Prompt: Although the entries contain pictures, the copy should hold only their exact text.
*** Data for this task Section Begins ***
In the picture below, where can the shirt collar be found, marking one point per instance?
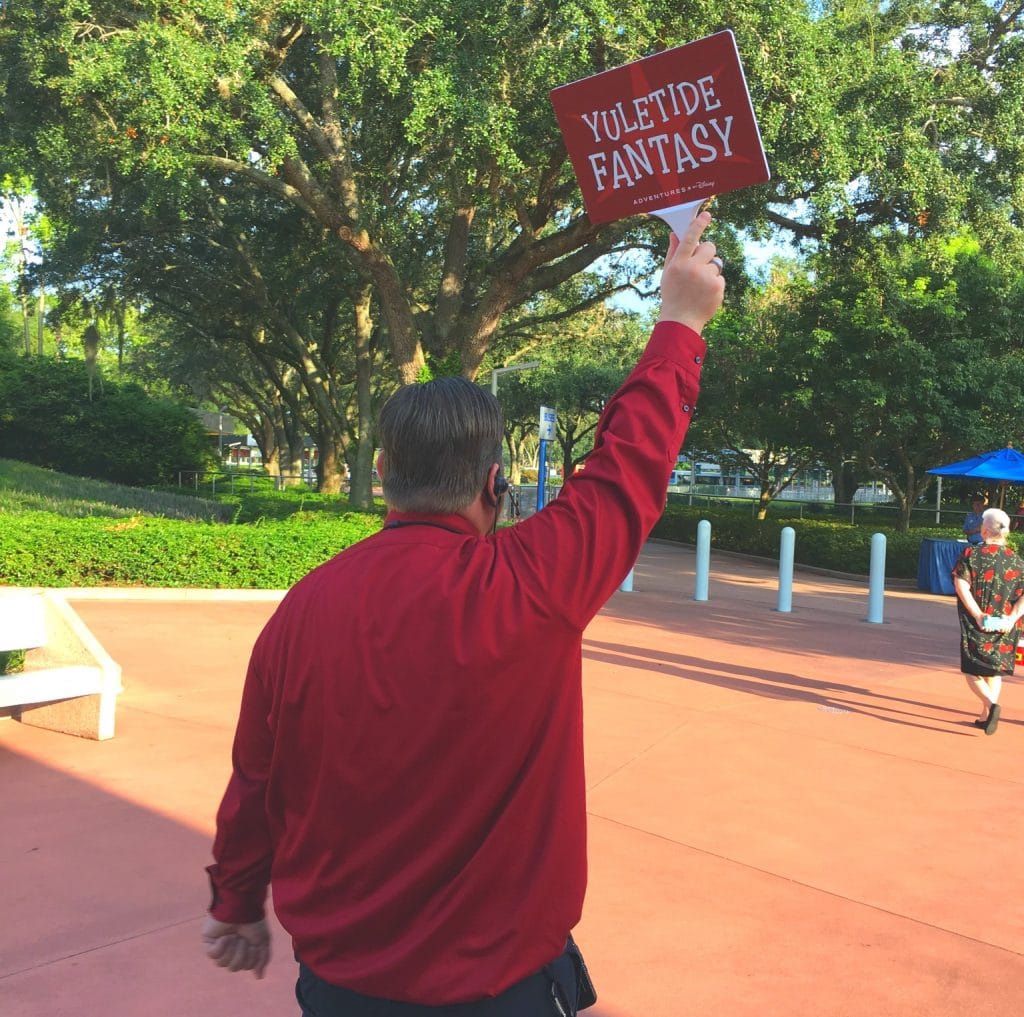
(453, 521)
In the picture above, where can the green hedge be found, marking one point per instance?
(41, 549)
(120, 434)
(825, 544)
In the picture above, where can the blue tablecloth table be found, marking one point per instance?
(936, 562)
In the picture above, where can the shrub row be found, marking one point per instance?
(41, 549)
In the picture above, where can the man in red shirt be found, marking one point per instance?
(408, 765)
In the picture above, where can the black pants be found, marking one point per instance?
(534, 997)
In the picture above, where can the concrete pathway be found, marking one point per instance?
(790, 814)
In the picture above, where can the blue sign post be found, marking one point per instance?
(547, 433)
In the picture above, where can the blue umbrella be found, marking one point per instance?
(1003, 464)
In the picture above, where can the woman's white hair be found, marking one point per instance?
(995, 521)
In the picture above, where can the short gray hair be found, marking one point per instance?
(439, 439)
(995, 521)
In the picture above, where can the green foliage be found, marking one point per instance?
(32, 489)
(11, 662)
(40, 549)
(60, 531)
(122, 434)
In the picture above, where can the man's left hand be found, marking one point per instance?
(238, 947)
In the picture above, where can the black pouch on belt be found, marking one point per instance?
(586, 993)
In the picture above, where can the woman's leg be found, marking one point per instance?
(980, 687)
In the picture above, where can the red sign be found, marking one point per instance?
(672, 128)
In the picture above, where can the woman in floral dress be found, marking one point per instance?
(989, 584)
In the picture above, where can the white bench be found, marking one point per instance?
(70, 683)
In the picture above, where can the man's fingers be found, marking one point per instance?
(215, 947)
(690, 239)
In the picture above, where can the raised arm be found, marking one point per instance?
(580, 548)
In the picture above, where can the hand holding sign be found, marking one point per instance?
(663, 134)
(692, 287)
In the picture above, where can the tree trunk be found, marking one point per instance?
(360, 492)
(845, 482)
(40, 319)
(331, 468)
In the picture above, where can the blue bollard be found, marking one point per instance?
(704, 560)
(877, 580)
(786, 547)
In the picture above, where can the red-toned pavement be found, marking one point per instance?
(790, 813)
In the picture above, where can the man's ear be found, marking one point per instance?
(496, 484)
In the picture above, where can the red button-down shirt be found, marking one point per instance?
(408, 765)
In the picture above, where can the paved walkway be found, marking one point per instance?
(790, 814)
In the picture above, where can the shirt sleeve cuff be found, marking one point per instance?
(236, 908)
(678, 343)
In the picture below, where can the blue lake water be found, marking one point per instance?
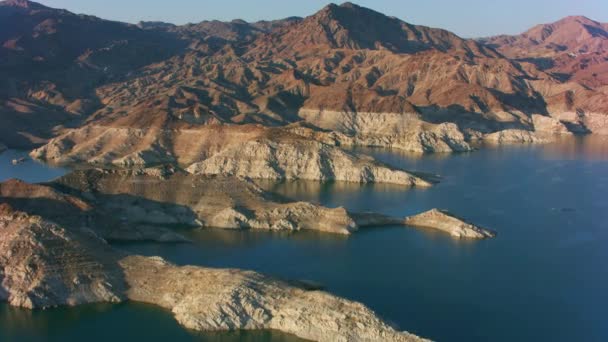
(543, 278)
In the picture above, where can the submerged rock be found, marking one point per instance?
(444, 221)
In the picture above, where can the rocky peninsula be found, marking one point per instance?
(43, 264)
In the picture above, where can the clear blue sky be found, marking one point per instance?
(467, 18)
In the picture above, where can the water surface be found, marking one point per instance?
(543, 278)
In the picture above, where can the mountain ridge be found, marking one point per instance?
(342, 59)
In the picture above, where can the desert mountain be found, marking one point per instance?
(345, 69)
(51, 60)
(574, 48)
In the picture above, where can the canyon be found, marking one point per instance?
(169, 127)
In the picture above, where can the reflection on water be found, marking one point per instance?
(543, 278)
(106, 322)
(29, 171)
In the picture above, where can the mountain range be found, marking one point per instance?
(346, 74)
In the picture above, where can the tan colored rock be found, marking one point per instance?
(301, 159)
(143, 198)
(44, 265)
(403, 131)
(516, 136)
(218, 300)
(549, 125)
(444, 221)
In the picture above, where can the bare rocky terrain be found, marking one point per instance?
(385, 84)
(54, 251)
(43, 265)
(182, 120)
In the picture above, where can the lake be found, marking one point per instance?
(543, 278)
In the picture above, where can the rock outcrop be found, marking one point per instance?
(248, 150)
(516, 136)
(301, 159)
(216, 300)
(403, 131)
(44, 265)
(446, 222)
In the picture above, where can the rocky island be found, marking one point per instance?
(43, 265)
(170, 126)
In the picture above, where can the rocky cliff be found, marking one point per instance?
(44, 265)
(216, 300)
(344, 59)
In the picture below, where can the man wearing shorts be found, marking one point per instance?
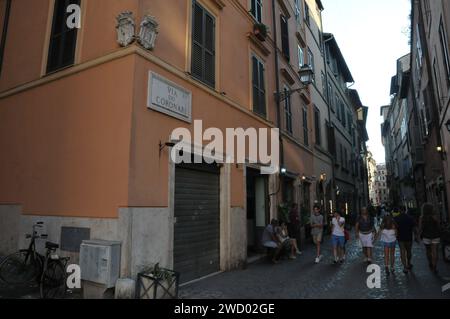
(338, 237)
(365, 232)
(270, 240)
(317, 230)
*** Data for this task Section Ends ***
Answer to this task:
In the picture below, where can the shirt collar be found, marking one point per instance?
(453, 521)
In the picture above, where can the green hedge be found, marking one point per instance?
(41, 549)
(120, 434)
(825, 544)
In the picture above, where can the blue tablecloth table be found, marking one point per instance?
(936, 562)
In the picture above, where can the shrub row be found, marking one point per instance?
(41, 549)
In the picture above, where can the man in red shirt be found, marking one point per instance?
(408, 765)
In the picture above, where can the black pants be found, marking one point per instance?
(534, 997)
In the picture above, where can the concrete pathway be found, marking one point per instance?
(790, 814)
In the picture above, where can the blue sign post be found, marking one point per instance?
(547, 433)
In the picture above, where can the blue umbrella be found, marking one point per instance?
(1003, 464)
In the picture above, where can the woman's white hair be found, marking one point per instance?
(995, 521)
In the picture above, where can the short gray hair be found, marking one point per instance?
(439, 439)
(995, 521)
In the picture above, where can the green foliage be found, marking one point per instance?
(32, 489)
(11, 662)
(40, 549)
(60, 531)
(122, 434)
In the picture above, where can the man's left hand be found, marking one point per instance?
(238, 947)
In the picture above, where can the black pouch on belt be found, marking one point per instance?
(586, 993)
In the picture above, where can the woman's leg be found, marking one point per instance?
(980, 687)
In the picture above, where can the red sign be found, marking one point per instance?
(672, 128)
In the picture above, where can the woman in floral dress be found, marking one point per instance?
(989, 584)
In the picture above, where can the white bench be found, marking one point per instance?
(70, 683)
In the picture above, where can the man's fingers be found, marking one point per instance?
(215, 947)
(690, 239)
In the picture above, where can the raised arm be found, marking one point per instance?
(580, 548)
In the picture above, where can the hand holding sign be found, marking one point per instance?
(663, 134)
(692, 287)
In the picture above, where can the tree trunk be found, marking one point per instance?
(360, 492)
(845, 482)
(40, 319)
(331, 468)
In the picture above, where can the blue bollard be found, marking one point per instance?
(704, 560)
(877, 580)
(786, 547)
In the picture above, where can the red-toned pavement be found, marking one point per instance?
(790, 813)
In the picture above, where can the man's ear be found, marking one point per instance?
(496, 484)
In the picture above, where can the red button-down shirt be found, marking one point per instance?
(408, 765)
In the picture above, where can the paved walkway be found, marking one point per instance?
(790, 814)
In the picture above, where can the shirt sleeve cuff be found, marking one point per instance?
(236, 908)
(678, 343)
In the picture below, where can the blue lake water be found, marking one point per instance?
(543, 278)
In the picture above, where can the submerged rock be found, marking one point per instance?
(444, 221)
In the picture above, where can the rocky peninsula be found, marking one point per instance?
(43, 264)
In the picture above, where can the clear blue sky be found, marking one point per instance?
(467, 18)
In the picture above, where can the water surface be found, marking one point per instance?
(543, 278)
In the picture above, where can the mountain ridge be found, marking one point per instance?
(342, 59)
In the picture above, where can the desert mountain be found, marking one point per instance?
(345, 69)
(51, 60)
(574, 48)
In the picture above, where can the canyon be found, marking one point per instance?
(169, 127)
In the picture above, where can the reflection on water be found, marking one point per instance?
(543, 278)
(106, 322)
(29, 171)
In the picture above, where can the mountain range be found, marking one point per instance?
(346, 74)
In the picture above, where can the tan colored rock be found, marking one point per instance?
(301, 159)
(143, 198)
(44, 265)
(403, 131)
(516, 136)
(218, 300)
(549, 125)
(444, 221)
In the picture above, where can the bare rocky terrain be found, marking one point per instance?
(385, 84)
(54, 251)
(43, 265)
(182, 120)
In the picture above, where can the lake be found, marking one point per instance?
(543, 278)
In the picture above, where can the rock outcrop be found, marking one point per instance?
(248, 150)
(516, 136)
(301, 159)
(216, 300)
(403, 131)
(44, 265)
(446, 222)
In the picture above, where can the rocky island be found, marking one point per instance?
(43, 265)
(170, 126)
In the picture above, where can the rocky cliff be found, marking one point per instance?
(44, 265)
(216, 300)
(344, 59)
In the picture below, where can the man wearing shorts be found, marking one point per instance?
(338, 237)
(365, 232)
(270, 240)
(317, 230)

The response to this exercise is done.